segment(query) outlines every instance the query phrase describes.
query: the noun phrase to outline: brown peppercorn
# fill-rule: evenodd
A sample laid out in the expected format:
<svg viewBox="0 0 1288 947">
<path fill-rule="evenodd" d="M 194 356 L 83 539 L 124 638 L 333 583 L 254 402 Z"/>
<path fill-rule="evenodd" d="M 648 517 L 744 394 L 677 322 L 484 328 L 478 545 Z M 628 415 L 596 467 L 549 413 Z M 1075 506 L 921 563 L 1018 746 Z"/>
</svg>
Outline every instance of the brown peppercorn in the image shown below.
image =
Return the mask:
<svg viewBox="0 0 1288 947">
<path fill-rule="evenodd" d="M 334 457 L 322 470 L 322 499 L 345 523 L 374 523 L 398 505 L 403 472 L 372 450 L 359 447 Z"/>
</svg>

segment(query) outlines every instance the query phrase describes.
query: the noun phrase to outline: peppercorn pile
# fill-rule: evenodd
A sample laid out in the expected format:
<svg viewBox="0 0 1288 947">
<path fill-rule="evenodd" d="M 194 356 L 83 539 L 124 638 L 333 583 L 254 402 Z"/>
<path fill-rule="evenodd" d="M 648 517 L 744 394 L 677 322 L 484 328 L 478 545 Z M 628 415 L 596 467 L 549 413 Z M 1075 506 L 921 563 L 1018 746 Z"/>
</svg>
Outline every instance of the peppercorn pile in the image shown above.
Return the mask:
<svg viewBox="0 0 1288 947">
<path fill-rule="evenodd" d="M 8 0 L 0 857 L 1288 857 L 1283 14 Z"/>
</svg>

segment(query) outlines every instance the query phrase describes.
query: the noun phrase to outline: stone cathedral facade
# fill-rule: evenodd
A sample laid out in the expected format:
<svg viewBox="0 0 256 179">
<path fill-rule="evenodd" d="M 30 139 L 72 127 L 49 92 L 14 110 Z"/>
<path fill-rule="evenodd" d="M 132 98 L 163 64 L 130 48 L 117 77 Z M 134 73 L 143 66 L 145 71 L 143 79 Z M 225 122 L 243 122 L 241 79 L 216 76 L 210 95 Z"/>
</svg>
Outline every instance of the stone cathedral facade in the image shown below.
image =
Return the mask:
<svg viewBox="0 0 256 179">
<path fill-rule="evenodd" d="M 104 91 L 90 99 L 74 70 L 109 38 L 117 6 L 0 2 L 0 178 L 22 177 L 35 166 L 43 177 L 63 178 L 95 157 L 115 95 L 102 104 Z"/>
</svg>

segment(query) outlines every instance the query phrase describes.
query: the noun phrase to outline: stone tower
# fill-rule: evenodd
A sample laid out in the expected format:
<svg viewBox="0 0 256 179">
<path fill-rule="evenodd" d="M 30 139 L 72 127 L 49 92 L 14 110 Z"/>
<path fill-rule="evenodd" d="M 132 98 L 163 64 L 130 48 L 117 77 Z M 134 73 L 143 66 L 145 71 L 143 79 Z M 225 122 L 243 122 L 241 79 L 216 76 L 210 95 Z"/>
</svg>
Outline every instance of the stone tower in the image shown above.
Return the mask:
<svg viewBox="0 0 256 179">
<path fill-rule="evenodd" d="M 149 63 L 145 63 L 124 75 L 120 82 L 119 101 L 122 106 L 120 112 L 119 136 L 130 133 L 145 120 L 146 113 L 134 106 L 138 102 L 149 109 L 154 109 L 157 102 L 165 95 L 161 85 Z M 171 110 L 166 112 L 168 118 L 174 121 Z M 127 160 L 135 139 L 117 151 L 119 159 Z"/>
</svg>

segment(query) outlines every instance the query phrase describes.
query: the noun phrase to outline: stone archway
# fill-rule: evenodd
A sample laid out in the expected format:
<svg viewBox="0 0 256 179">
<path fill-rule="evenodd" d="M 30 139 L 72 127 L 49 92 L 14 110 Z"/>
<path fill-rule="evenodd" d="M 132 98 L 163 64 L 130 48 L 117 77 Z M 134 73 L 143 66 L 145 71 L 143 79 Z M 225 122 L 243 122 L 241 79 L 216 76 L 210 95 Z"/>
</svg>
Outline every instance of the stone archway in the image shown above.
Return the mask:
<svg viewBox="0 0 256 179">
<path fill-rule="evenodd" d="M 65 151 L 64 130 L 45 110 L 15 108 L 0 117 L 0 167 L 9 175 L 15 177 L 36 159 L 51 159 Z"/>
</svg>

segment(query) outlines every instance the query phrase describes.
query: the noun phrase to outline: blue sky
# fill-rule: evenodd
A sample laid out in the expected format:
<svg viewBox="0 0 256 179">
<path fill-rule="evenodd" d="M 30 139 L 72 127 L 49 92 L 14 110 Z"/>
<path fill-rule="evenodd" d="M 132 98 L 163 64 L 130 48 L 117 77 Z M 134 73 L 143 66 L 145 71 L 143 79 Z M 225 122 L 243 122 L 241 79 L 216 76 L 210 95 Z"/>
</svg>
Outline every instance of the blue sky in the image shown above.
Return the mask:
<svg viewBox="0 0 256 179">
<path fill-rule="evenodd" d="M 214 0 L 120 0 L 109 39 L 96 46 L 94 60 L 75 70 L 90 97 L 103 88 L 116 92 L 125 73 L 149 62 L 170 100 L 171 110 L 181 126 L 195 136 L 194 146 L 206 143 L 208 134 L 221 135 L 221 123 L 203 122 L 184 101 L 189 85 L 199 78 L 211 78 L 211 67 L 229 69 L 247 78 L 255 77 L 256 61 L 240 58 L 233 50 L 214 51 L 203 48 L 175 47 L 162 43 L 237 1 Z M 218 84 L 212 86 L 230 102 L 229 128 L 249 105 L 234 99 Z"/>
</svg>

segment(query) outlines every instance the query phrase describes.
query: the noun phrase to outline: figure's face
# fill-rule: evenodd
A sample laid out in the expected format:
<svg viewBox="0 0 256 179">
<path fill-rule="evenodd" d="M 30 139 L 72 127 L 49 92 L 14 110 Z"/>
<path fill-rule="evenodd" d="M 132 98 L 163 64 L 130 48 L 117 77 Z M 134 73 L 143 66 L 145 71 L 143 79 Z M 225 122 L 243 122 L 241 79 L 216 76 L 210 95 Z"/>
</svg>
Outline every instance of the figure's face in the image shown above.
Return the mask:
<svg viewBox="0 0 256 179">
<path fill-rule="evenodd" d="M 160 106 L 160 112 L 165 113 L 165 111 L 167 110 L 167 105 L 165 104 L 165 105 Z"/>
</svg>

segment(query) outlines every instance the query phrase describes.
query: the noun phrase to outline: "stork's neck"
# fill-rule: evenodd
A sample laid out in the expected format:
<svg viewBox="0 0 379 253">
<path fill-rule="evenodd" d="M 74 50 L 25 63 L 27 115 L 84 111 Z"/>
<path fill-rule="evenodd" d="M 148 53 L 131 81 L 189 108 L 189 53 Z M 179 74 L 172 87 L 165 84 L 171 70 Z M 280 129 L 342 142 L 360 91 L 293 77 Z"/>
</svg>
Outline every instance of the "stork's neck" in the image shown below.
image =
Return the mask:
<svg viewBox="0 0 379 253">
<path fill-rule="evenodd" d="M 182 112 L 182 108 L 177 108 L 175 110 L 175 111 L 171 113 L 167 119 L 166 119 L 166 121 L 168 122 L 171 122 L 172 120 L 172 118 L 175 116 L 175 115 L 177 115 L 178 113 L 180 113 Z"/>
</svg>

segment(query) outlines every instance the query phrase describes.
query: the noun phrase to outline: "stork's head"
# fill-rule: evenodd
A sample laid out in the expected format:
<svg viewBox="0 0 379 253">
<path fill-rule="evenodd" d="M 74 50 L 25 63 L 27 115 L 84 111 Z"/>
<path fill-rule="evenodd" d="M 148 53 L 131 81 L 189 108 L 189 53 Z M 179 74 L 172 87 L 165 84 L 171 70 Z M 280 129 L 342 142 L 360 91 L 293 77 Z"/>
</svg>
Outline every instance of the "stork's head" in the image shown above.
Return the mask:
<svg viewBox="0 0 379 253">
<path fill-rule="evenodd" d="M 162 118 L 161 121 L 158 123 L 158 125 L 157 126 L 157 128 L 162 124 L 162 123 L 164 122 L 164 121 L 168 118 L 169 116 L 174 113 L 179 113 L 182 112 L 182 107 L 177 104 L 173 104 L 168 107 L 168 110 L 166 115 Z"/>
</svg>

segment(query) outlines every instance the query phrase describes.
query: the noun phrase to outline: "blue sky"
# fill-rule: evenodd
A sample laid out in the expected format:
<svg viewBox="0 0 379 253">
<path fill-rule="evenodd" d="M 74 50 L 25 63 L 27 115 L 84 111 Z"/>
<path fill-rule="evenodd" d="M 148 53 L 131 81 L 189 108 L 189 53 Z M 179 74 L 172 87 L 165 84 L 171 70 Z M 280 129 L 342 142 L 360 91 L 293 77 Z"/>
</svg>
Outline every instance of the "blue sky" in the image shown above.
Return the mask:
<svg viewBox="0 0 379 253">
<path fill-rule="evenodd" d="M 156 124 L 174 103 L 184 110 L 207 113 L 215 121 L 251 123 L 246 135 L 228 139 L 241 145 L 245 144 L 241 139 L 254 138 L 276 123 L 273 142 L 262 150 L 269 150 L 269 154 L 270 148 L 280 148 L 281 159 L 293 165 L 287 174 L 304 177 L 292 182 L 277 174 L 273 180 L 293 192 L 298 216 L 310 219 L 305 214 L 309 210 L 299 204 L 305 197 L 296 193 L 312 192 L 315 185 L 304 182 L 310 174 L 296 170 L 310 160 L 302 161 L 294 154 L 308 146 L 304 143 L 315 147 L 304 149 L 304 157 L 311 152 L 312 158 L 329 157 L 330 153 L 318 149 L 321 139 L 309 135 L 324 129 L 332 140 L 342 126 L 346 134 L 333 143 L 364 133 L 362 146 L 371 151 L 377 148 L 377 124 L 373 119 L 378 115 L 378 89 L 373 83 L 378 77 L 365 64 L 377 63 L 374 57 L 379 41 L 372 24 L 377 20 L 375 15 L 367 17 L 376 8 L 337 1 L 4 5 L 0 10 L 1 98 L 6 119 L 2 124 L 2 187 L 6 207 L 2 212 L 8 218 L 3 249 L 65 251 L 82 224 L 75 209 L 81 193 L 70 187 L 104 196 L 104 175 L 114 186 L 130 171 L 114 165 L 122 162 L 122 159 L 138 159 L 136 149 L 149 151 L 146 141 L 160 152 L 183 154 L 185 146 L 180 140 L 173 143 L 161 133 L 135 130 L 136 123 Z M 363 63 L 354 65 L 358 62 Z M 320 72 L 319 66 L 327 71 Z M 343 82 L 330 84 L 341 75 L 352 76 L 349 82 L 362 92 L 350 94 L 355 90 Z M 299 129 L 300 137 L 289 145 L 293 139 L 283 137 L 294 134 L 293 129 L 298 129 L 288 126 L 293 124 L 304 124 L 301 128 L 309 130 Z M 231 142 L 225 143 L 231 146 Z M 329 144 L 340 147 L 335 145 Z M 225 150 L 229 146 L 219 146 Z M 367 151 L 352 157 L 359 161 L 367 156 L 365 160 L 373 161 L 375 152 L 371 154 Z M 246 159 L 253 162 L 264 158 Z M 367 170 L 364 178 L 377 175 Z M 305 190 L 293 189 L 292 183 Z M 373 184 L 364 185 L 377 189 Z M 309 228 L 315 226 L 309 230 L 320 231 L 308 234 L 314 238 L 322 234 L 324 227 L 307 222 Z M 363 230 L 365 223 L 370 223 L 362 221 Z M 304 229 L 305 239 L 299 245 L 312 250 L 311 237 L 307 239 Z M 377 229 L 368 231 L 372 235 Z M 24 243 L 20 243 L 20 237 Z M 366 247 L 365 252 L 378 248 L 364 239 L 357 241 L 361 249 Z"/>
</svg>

**Given task**
Select every line of the listing that contains the string "stork", matching case exactly.

**Exercise output**
query: the noun phrase to outline: "stork's neck"
Outline every instance of the "stork's neck" in the image shown below.
query: the noun phrase to outline: "stork's head"
Outline every instance of the "stork's head" in the image shown above.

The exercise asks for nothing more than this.